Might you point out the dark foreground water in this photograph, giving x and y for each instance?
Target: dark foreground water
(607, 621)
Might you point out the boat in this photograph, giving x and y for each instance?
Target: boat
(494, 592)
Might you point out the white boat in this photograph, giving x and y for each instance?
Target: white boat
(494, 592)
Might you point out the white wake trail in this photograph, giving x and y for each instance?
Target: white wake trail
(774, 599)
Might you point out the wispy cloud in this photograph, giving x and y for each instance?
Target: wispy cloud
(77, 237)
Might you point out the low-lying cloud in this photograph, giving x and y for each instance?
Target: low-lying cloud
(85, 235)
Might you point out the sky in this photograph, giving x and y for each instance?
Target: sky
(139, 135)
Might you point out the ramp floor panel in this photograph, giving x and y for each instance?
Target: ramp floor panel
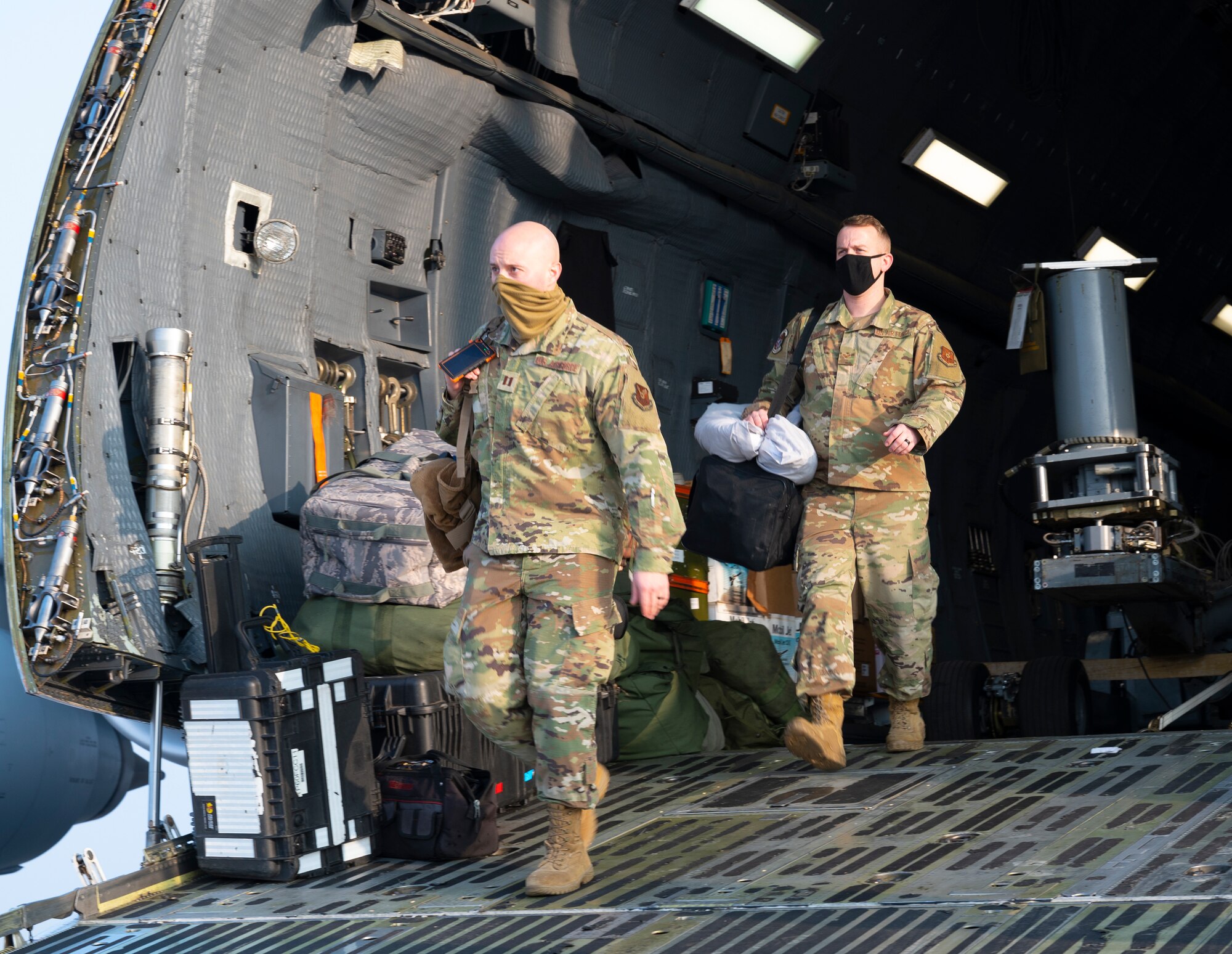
(1011, 846)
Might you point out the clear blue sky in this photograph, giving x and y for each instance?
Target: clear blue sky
(50, 44)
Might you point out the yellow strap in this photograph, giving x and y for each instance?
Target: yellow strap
(279, 629)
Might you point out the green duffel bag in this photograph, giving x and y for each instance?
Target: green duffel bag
(391, 638)
(745, 724)
(660, 716)
(744, 658)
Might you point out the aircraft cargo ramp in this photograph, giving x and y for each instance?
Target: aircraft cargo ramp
(1010, 846)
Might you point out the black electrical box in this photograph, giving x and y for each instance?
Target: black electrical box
(389, 248)
(778, 110)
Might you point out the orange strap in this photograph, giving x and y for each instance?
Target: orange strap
(316, 405)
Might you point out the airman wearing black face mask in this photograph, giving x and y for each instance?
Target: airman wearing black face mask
(877, 388)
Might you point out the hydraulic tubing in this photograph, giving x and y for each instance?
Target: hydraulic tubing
(760, 195)
(168, 455)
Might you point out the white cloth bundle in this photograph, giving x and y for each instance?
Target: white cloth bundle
(783, 449)
(788, 452)
(723, 433)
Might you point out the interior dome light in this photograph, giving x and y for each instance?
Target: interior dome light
(277, 241)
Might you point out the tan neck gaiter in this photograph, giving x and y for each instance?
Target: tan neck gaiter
(529, 311)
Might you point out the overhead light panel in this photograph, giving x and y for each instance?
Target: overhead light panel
(1098, 247)
(763, 25)
(1222, 315)
(954, 167)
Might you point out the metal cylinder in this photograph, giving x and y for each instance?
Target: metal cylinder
(1092, 372)
(46, 602)
(51, 287)
(35, 453)
(167, 431)
(1098, 539)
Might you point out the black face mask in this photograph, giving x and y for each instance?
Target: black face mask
(856, 273)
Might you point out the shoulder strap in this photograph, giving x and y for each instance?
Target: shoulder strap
(793, 369)
(468, 422)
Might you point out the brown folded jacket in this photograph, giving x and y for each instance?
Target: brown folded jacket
(452, 506)
(450, 495)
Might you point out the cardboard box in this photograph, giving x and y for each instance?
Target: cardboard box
(729, 584)
(774, 591)
(868, 660)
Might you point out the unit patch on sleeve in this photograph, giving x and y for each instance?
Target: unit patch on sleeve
(570, 368)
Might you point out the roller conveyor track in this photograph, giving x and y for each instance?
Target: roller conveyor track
(1011, 846)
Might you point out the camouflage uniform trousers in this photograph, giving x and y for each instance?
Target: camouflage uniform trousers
(527, 655)
(881, 539)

◆ ◆ ◆ ◆ ◆

--- Stated problem ---
Update the lines from the one holding "Might you point out the shoulder" through the end of the records, both included, so that "cardboard box" becomes "shipping carton" and nothing else changes.

--- Task output ---
Might you point out the shoulder strap in this photograph, giving x and y for each instance?
Target: shoulder strap
(793, 369)
(468, 422)
Might you point out the brown folded jacket in this photograph, giving x and y for each instance?
Target: brown folded jacket
(452, 506)
(450, 495)
Might you point out the shipping carton in this photograph, giving x and y for each instance?
Target: shipping carton
(729, 584)
(774, 591)
(868, 660)
Might you point out the unit patch on sleeve in this photograph, giving x and y for each instance?
Target: unit patch on sleeve
(570, 368)
Might you point out the roller conveyor track in this photograph, giving x and y for each instance?
Target: roller conveyor track
(1011, 846)
Might you point out the camouflage uniform trousers in this photograph, giving x and y for each instance?
Target: camouflage uniform trousers
(527, 655)
(881, 539)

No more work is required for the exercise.